Pull out every line of the listing below that contains the word "tree", copying each line whole. Upper and lower case must match.

== Input for this task ==

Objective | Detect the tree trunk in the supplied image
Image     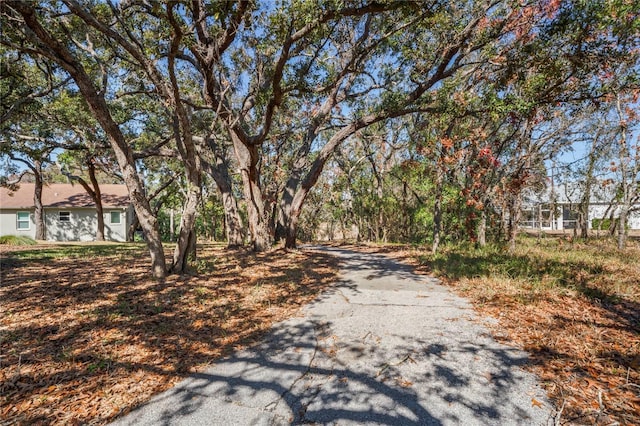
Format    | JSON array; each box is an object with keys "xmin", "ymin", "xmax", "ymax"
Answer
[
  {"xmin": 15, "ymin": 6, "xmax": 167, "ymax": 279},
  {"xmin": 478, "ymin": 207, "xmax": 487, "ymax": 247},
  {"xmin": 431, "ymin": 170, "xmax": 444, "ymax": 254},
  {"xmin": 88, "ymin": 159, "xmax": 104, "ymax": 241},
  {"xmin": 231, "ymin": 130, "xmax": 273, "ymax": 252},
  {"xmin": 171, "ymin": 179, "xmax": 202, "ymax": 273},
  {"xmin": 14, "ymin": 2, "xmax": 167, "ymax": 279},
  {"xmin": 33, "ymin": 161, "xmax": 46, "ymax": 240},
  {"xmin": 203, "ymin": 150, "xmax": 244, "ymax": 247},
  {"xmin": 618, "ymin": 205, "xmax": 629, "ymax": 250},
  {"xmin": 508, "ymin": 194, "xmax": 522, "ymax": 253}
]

===
== Input for this task ==

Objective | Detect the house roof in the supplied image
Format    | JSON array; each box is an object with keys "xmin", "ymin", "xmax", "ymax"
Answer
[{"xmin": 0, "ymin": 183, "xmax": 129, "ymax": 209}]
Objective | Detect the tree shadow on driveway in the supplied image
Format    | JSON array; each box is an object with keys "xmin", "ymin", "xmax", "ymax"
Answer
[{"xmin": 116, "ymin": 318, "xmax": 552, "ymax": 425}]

===

» **Task result**
Objective | Detect the tree trunk in the supplied image
Objective | Detect the tree shadow on driveway in the supplied image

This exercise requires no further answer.